> _Page text_:
-=-=-

Monthly Archives: April 2021

2021: Meeting the Moment #16

Taking steps that are unfamiliar, or even ones that may have been taken before, but not quite confidently, awkward teetering towards the promise of potential, are the ones making landfall right now. New paths are being trod and with each step a beginning, for we are never walking the same path as the day before, as we weren’t today’s person yesterday. Each moment is full of promise, potential. Each breath in and the exhale offering the fundamental call and response of our humanity entwined with all of creation. Moments seeking to be met by our fragility and imperfection. Taking risks with ourselves requires us to back ourselves and to remember who has our back. In the great lineage of those who have come before us, we hold this baton for a short time and with it the responsiblity to bring our best selves, give it our best shot; for the legacy we leave behind for the next in line.

I feel quite worn down by the deep grief in the air, generations of sadness spilling into crevices and pooling in hearts and festering in minds. While others are gaining energy and growing in their acts of resistance, I find myself remembering to breathe is a radical act. It might not look like that from the outside, but on the inside I am working hard and holding space for others and for myself. There are cobwebs to be swept away and seeds to be planted. A new season is arriving. New shoots and leaves falling, is not a paradox, it is congruence.

-=-=-

> _Stored data_:
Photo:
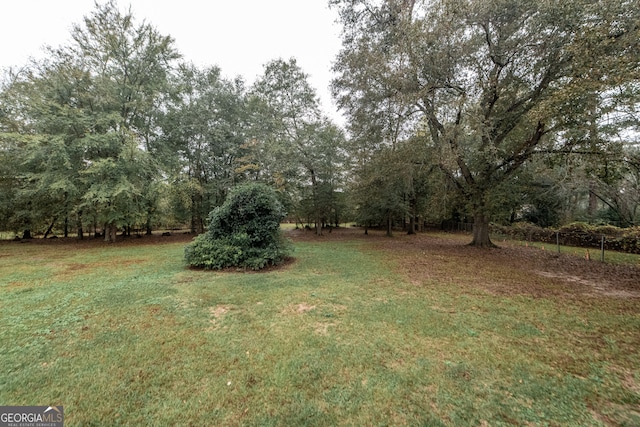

-=-=-

> _Goal A_: In the blog post, what does the writer say is a radical act?
> _Goal B_: Rewrite the blog post paragraph beginning "I feel quite worn down" as a shorter paragraph that keeps its main points.
> _Goal C_: From the blog post, extract the passage that begins at the words "I feel quite" and stops after the words "it is congruence.".

> _Final result A_: Remembering to breathe.

> _Final result B_: The writer feels worn down by a deep grief in the air, generations of sadness that have pooled in hearts and minds. While others gain energy and grow in their acts of resistance, the writer finds that remembering to breathe is a radical act. It may not look like much from outside, but inwardly the writer is working hard and holding space for others and for themselves. Cobwebs need sweeping away and seeds need planting. A new season is arriving, and new shoots alongside falling leaves are not a paradox but congruence.

> _Final result C_:
I feel quite worn down by the deep grief in the air, generations of sadness spilling into crevices and pooling in hearts and festering in minds. While others are gaining energy and growing in their acts of resistance, I find myself remembering to breathe is a radical act. It might not look like that from the outside, but on the inside I am working hard and holding space for others and for myself. There are cobwebs to be swept away and seeds to be planted. A new season is arriving. New shoots and leaves falling, is not a paradox, it is congruence.